WHAT YOU HAVE TO DO:
Type out the records that follow, exactly as given.

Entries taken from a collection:

---

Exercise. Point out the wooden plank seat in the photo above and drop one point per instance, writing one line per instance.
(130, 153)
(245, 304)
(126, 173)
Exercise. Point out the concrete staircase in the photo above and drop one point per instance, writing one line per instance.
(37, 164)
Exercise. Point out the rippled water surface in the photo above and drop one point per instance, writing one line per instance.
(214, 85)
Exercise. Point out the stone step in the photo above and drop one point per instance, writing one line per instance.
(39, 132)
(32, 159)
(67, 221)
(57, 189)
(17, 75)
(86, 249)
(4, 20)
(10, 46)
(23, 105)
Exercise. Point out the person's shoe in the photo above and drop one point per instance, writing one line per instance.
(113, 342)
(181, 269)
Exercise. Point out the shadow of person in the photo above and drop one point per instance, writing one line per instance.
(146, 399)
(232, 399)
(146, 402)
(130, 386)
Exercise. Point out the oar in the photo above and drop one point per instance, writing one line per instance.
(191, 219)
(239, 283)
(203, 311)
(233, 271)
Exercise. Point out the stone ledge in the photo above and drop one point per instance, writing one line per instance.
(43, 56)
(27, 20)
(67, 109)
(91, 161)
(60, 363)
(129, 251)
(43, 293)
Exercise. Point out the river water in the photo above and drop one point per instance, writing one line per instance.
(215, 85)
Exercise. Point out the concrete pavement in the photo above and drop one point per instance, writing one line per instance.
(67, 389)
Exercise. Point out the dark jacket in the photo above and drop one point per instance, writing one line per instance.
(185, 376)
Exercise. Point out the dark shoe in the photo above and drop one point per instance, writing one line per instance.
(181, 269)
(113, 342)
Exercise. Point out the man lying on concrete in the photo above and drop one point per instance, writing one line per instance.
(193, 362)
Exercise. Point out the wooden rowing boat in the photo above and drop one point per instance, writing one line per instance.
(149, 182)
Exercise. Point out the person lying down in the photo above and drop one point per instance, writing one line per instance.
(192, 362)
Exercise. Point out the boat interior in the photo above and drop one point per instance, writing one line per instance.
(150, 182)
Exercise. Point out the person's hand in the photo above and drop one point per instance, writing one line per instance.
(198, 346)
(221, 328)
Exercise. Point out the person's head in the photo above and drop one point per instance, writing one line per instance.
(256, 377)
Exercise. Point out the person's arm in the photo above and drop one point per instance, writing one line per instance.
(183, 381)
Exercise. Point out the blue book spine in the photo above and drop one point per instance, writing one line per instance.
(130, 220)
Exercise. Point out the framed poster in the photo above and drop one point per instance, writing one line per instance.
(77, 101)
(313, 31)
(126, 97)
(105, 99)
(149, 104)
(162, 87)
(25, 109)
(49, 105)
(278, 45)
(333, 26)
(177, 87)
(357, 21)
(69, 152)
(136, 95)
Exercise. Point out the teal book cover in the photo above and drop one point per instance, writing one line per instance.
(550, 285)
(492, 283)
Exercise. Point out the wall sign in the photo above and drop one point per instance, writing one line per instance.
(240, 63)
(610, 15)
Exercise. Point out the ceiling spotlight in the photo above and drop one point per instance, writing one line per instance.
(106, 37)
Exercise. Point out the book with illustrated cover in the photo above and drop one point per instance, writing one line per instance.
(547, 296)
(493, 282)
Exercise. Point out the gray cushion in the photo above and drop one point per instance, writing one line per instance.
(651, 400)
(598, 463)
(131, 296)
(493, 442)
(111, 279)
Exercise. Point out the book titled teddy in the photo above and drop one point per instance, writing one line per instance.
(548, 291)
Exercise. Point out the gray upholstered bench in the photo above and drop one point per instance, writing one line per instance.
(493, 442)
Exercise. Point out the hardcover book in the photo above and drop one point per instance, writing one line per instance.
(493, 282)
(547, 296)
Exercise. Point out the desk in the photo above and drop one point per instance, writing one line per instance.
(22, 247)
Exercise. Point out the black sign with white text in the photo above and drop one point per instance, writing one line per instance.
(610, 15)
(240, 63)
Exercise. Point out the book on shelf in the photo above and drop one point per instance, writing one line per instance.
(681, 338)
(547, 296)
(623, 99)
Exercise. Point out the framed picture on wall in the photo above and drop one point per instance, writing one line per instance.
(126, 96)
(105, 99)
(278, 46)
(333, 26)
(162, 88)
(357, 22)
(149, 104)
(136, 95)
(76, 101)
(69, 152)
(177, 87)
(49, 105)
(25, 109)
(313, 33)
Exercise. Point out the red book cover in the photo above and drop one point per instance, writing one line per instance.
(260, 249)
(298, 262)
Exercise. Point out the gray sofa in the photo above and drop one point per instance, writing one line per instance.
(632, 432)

---

SOLUTION FOR THIS PROBLEM:
Exercise. Point out the wooden plank seat in the photo above and drop one point per instance, writing one line per instance.
(130, 153)
(245, 304)
(126, 173)
Exercise. Point out the concrete staircase in the photo above and drop one point per instance, writing one line per instance.
(37, 164)
Exercise. Point out the rippled water surface in the photo above and drop one point per instance, writing one line per instance.
(214, 85)
Exercise. Point out the stone step in the photo above and drop one point per instance, writing one line per instance.
(39, 132)
(32, 159)
(67, 221)
(57, 189)
(17, 75)
(86, 249)
(4, 20)
(10, 46)
(23, 105)
Exercise. Point out the person's shoe in the photo above and drop one point per instance, writing one line per instance.
(113, 342)
(181, 269)
Exercise. Point out the shadow of person in the photo above and drop one point per instance, writing one line per instance.
(146, 399)
(232, 399)
(146, 402)
(130, 386)
Exercise. Point out the oar in the photo above and drop one point per instance, writing one line per instance.
(191, 219)
(239, 283)
(203, 311)
(233, 271)
Exercise. Point out the stone ledge in the photo above and drop one point per instance, writing one line per instance.
(43, 56)
(27, 20)
(67, 109)
(91, 161)
(60, 363)
(129, 251)
(43, 293)
Exercise. Point out the river water in the photo above and drop one point per instance, writing one line per instance.
(215, 85)
Exercise. Point out the concrete pavement in the photo above and drop one point per instance, writing one line per instance.
(67, 389)
Exercise. Point out the dark jacket in the photo above and drop one point per instance, writing one line per instance.
(185, 376)
Exercise. Point out the dark shoe in the photo above and drop one point per instance, writing one line per instance.
(181, 269)
(113, 342)
Exercise. Point out the man lying on concrete in the photo above and drop one point per instance, writing one line per instance.
(193, 362)
Exercise. Point out the wooden rowing boat in the photo above and drop one point per instance, writing one line per instance.
(149, 182)
Exercise. Point out the person lying down in the photo above and drop one point per instance, writing one line per instance.
(192, 362)
Exercise. Point out the boat interior in the photo above and drop one point per instance, writing one line per instance.
(150, 182)
Exercise. Point out the person's hand in the photo above and drop one point per instance, writing one line per instance.
(198, 346)
(221, 328)
Exercise. Point out the person's head in the photo above and drop one point per instance, writing one line per instance.
(256, 377)
Exercise. Point out the person's arm in the photo above and drop one point per instance, writing one line per instance.
(183, 381)
Exercise. Point out the blue book spine in the photo above and drop one point per instance, writing one line per instance.
(130, 220)
Exercise. Point out the framed poster in the photo above and drop one point per instance, writing one line per instance.
(77, 101)
(313, 31)
(126, 97)
(105, 99)
(149, 104)
(162, 87)
(25, 109)
(49, 105)
(278, 45)
(333, 26)
(177, 87)
(357, 21)
(69, 152)
(136, 95)
Exercise. Point out the teal book cover in the photo above and drop one point per instance, writing one line per instance.
(550, 285)
(492, 283)
Exercise. Point out the wall sign in the photo above and drop one point per instance, writing one line per instance.
(240, 63)
(610, 15)
Exercise. Point out the ceiling spotlight in the photo above and drop one point per instance, writing one line per instance.
(106, 37)
Exercise. Point out the book with illustrated cover in the photo above and drop one point per instance, writing one line per instance.
(547, 296)
(493, 282)
Exercise. Point out the gray cushion in the photo above and drop one point per instance, writing one line per instance.
(651, 400)
(598, 463)
(131, 296)
(493, 442)
(111, 279)
Exercise. Point out the book titled teddy in the photo above and drop one point per instance, writing one line per instance.
(548, 291)
Exercise. Point out the gray upholstered bench in the photo above and drop one point per instance, writing one line per instance.
(493, 442)
Exercise. Point out the hardcover book in the photo above and drop one point per instance, writing one line per instance.
(493, 282)
(547, 296)
Exercise. Point out the desk in the photo above and drop one point per instance, writing one line per instance.
(22, 247)
Exercise. Point out the black sign with white text in the photo above and drop one point per instance, writing one line per instance.
(610, 15)
(240, 63)
Exercise. Point out the book on shelf in the photo above and drop one point per instance, writing one line per instance.
(681, 338)
(547, 296)
(623, 99)
Exercise. Point out the framed picture on wall in the photo above and drop one point per instance, writing one line per instance.
(126, 96)
(105, 99)
(278, 46)
(333, 26)
(162, 88)
(357, 22)
(149, 104)
(136, 95)
(76, 101)
(69, 152)
(177, 87)
(49, 105)
(25, 109)
(313, 33)
Exercise. Point out the red book cover in the photo above and drop one point per instance, writing one line per instance.
(260, 249)
(298, 262)
Exercise. Point out the gray sofa in the photo above and drop one point per instance, writing one line per instance.
(632, 432)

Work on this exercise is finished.